Please copy every line of the material below, from its start through the line containing "POLYGON ((109 101, 107", and add 66 to each coordinate in the answer outlines. Leave all other numbers as they are.
—————
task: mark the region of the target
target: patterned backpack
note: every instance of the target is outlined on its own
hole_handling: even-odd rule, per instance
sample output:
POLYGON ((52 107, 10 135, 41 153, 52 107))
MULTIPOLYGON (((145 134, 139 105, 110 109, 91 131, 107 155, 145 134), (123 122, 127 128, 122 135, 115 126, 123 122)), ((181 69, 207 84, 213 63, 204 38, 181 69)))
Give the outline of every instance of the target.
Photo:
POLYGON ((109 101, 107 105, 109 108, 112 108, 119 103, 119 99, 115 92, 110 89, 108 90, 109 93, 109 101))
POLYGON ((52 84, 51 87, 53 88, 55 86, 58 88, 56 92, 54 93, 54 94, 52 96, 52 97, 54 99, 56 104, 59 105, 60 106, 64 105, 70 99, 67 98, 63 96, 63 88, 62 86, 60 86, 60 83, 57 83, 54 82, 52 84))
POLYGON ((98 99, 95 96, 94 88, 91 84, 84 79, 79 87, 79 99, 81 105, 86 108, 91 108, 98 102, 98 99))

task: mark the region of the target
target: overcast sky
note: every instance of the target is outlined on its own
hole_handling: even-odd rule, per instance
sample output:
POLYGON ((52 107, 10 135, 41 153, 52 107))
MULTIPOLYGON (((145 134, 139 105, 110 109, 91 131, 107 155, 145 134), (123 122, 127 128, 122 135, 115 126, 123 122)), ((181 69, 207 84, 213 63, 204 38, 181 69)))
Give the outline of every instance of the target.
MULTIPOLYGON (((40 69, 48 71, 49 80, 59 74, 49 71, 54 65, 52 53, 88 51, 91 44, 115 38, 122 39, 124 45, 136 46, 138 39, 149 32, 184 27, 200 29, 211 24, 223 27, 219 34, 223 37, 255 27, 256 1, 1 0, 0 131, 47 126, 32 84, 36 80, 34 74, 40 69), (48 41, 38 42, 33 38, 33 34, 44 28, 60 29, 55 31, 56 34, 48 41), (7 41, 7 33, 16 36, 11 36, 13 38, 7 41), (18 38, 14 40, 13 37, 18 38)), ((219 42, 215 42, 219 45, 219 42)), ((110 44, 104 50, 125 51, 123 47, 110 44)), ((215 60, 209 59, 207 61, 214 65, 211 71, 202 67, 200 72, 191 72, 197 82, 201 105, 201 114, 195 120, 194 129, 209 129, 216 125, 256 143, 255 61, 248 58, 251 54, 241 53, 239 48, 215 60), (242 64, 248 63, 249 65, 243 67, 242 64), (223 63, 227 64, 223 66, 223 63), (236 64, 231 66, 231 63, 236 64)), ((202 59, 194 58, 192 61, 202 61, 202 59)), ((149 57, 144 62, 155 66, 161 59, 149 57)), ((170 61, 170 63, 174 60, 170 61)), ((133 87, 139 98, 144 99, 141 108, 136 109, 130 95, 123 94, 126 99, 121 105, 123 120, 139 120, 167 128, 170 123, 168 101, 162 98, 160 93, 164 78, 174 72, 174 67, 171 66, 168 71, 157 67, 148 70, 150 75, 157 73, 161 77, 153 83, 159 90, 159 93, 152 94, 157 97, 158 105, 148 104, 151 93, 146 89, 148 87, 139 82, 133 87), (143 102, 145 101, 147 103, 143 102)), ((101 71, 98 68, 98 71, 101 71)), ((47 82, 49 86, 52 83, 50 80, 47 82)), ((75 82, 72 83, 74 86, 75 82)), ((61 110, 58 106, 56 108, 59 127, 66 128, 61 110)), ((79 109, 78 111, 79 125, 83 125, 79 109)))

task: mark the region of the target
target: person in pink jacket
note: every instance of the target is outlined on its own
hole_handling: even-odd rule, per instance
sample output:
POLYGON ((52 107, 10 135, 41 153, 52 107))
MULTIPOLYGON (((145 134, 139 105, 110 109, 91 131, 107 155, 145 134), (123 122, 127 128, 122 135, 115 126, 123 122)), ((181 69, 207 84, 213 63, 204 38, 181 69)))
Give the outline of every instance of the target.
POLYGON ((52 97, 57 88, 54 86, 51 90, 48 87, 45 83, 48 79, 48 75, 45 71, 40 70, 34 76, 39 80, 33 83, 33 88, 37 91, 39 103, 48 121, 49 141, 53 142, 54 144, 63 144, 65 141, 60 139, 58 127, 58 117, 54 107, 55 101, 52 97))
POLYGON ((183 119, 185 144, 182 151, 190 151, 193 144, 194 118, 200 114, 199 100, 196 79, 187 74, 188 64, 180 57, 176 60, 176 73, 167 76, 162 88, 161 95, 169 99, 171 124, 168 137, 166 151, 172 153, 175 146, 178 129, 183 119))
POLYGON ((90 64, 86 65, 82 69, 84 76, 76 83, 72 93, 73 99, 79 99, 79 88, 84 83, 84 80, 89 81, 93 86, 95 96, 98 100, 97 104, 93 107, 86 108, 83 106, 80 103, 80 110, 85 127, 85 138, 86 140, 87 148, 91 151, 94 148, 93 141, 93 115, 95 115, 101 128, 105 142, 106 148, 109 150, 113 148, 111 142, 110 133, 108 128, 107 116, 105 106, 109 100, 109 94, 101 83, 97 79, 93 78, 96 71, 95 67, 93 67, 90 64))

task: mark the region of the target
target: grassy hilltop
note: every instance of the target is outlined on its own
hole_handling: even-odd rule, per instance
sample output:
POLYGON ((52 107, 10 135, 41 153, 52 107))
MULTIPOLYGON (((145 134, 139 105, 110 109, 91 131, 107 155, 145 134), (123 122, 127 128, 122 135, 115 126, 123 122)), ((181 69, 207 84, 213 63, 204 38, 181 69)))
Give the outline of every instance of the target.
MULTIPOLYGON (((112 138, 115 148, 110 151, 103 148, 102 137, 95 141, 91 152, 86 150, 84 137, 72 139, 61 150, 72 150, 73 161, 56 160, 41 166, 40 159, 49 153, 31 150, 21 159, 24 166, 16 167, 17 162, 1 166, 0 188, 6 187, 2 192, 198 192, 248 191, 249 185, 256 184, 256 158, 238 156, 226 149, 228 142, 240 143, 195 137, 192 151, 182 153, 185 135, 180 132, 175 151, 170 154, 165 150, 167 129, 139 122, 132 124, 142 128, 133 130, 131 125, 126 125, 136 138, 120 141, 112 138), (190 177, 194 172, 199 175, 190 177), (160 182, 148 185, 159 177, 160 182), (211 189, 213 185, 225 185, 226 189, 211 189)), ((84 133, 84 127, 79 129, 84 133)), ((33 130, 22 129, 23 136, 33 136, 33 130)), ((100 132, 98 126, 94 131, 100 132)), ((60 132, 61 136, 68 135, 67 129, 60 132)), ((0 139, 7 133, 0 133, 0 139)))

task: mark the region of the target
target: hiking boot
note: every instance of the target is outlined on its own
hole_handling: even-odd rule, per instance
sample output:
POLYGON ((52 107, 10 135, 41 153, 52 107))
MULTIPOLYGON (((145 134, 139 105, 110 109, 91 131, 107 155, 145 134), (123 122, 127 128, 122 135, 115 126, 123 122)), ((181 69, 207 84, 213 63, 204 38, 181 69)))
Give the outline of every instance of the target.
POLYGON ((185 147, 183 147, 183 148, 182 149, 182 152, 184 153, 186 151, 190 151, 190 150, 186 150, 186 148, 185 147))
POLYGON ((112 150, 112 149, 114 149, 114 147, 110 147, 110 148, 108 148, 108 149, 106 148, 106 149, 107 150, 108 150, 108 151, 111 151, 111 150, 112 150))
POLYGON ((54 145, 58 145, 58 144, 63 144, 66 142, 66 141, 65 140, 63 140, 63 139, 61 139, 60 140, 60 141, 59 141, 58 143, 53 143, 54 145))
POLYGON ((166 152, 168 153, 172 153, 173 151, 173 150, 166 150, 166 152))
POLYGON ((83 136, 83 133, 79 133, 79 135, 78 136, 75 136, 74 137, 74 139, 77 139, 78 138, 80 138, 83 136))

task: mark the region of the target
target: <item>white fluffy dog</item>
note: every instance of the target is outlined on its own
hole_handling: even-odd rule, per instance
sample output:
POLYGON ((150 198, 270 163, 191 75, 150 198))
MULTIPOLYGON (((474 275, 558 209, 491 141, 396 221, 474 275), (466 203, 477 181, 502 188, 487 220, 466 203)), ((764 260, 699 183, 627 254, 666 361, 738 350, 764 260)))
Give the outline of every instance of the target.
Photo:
—————
[RESPONSE]
task: mark the region of the target
target: patterned backpack
note: every instance of the target is outlined on its own
hole_handling: even-odd rule, per instance
sample output:
POLYGON ((52 107, 10 135, 41 153, 52 107))
MULTIPOLYGON (((145 134, 139 105, 110 109, 91 131, 107 155, 145 134), (123 122, 127 128, 122 135, 115 126, 123 122)), ((181 69, 207 84, 213 63, 204 38, 181 69)))
Give the outline of every instance of the target.
Photo:
POLYGON ((175 167, 173 171, 175 174, 178 174, 185 169, 185 165, 181 158, 176 155, 174 156, 175 159, 175 167))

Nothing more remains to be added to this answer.